▶ _EXTRACTED TEXT_:
------------------------------------------------------------

SINGAPORE (AP) – The chief executive of GlaxoSmithKline, the world’s second-largest drug maker by revenue, said the global economy could remain sluggish for some time as tight credit markets and cautious corporate investment hamper growth.
Andrew Witty, Glaxo’s CEO, said banks remain leery of lending and companies are still “risk averse” as the impact of a credit crisis that began in the U.S. sub-prime mortgage sector in 2007 undermines investment.
“I still see significant economic contraction,” Witty said Tuesday at a news conference in Singapore, where Glaxo was opening a vaccine plant. “We’re working on the basis that this could be a relatively anemic economic backdrop for a while.” Stock markets have surged around the world since early March on expectations the worst of the global downturn is over.
“I’m not yet confident that anything is very different today than it was three months ago,” Witty said. “I think we’re still seeing an environment very similar to the one we saw in the second half of last year.”
Whitty said the company’s over-the-counter sales have been “very robust” in Asia over the last 18 months while the U.S. was “not too bad” and Europe was “the one area we’ve suffered the most.”
Glaxo’s prescription business, meanwhile, has been “a little bit soft” in the U.S, Witty said.
“There was a tremendous impact on credit markets, tremendous impact on risk,” Witty said. “Economic cycles take months or years, not weeks.”
Glaxo said in April its first quarter profit fell 13 percent on weak U.S. pharmaceutical sales.
The 600 million Singapore dollar ($412 million) factory will produce vaccines by 2011 for ailments such as meningitis, bacteraemic pneumonia and middle ear infections, Witty said. Glaxo has about 25 percent of the global vaccine market, he said.

------------------------------------------------------------

Summarize the news report on Glaxo's chief executive in two sentences.

------------------------------------------------------------

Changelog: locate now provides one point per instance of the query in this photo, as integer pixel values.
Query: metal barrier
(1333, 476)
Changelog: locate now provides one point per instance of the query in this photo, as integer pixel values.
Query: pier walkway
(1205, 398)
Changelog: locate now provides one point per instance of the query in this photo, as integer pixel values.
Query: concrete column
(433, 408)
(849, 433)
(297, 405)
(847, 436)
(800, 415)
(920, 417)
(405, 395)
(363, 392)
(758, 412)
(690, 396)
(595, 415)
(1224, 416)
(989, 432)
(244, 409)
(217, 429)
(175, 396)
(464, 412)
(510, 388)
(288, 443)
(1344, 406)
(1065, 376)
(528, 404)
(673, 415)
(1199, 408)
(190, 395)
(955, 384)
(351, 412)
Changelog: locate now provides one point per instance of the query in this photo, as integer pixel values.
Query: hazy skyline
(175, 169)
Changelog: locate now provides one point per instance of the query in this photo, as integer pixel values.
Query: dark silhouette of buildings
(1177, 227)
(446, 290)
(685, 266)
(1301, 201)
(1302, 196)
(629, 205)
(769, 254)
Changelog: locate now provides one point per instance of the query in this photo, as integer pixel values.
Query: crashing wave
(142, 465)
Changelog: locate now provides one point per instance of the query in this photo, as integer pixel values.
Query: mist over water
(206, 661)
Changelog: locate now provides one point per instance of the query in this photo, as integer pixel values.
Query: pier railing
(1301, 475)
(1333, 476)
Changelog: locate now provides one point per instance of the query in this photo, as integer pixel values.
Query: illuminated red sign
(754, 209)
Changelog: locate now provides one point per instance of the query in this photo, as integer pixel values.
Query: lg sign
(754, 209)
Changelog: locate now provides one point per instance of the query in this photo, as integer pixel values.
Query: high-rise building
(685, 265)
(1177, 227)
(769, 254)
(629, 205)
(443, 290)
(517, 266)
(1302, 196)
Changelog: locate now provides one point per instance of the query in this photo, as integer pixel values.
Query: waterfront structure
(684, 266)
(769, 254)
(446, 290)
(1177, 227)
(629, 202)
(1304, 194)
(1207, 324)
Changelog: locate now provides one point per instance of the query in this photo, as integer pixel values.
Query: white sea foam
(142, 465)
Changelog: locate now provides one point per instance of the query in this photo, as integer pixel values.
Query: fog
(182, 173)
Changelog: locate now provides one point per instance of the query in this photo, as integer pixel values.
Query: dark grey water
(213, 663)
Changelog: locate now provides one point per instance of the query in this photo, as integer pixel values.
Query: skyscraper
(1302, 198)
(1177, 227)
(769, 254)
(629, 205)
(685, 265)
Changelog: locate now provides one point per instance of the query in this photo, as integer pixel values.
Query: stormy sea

------------------------------------------------------------

▶ _PROBLEM SOLUTION_:
Andrew Witty, chief executive of GlaxoSmithKline, said at a news conference in Singapore, where Glaxo was opening a vaccine plant, that the global economy could stay sluggish for some time because banks remain leery of lending and companies are still risk averse after the credit crisis. He said over-the-counter sales had been very robust in Asia, not too bad in the U.S. and weakest in Europe, while the prescription business had been a little soft in the U.S.